## WORK TASK:
Reproduce each of the following records without any deviation.

[[ SUPPLIED MATERIAL, beginning ]]

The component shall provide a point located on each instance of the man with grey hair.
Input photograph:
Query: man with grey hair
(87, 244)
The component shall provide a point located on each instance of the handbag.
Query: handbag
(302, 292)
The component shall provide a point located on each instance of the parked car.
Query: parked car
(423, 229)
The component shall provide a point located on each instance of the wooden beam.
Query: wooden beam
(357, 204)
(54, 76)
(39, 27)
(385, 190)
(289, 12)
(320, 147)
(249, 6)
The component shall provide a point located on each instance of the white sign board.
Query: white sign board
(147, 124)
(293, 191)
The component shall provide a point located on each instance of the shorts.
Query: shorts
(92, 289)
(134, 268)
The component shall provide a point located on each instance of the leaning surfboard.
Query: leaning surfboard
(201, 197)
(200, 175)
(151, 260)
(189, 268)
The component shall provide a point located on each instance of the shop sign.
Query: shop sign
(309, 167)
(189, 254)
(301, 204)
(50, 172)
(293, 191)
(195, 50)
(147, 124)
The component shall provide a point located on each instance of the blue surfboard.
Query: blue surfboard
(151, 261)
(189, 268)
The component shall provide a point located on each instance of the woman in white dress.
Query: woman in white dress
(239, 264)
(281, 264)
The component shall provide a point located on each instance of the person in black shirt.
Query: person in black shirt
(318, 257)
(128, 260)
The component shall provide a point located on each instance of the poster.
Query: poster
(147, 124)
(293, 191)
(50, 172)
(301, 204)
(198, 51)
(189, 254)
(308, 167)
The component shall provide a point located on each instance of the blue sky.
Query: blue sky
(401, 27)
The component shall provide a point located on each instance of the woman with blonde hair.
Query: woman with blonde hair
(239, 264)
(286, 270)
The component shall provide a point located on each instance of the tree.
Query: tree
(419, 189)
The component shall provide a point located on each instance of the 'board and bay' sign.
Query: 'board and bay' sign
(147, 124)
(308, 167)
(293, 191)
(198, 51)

[[ SUPPLIED MATERIAL, end ]]

## EXPECTED OUTPUT:
The component shall provide a point located on each instance of the man with grey hair.
Input photograph:
Query: man with grey hair
(87, 244)
The component shall provide a point located on each instance of the handbag.
Query: handbag
(302, 292)
The component shall provide a point located on each instance of the parked car.
Query: parked car
(423, 229)
The component shall provide a point located on each instance of the wooden beam.
Query: wooden beam
(357, 204)
(54, 76)
(39, 27)
(385, 190)
(289, 12)
(320, 147)
(249, 6)
The component shall provide a point located on each instance of the white sign board.
Query: white sign board
(147, 124)
(293, 191)
The component shall provide a point located on each instance of the shorts.
Query: shorts
(92, 289)
(134, 268)
The component shall provide a point located on each instance of the leaning surfboard.
Query: leaning surfboard
(201, 197)
(200, 175)
(151, 260)
(189, 268)
The component shall provide a point located on each instance of the shop sign.
Query: shop sign
(309, 167)
(189, 254)
(301, 204)
(50, 172)
(293, 191)
(195, 50)
(147, 124)
The component shall provide a point located on each instance of the blue surfboard.
Query: blue surfboard
(151, 261)
(189, 268)
The component shall provide a point located on each instance of the woman in white dress.
Query: woman in white dress
(239, 264)
(281, 264)
The component shall provide a point located on each instance of the person in black shirt.
Query: person in black shirt
(318, 257)
(128, 260)
The component shall provide a point located on each instance of the poster.
Query: poster
(147, 124)
(293, 191)
(50, 172)
(301, 204)
(198, 51)
(189, 254)
(308, 167)
The component shall provide a point located on each instance of the blue sky.
Query: blue sky
(401, 27)
The component shall provide a point located on each instance of the woman with blonde hair.
Query: woman with blonde hair
(239, 264)
(286, 270)
The component shall provide a point located on each instance of the tree.
Query: tree
(419, 189)
The component shall provide a point located on each instance of the 'board and bay' sign.
Query: 'board and bay' sign
(147, 124)
(308, 167)
(293, 191)
(198, 51)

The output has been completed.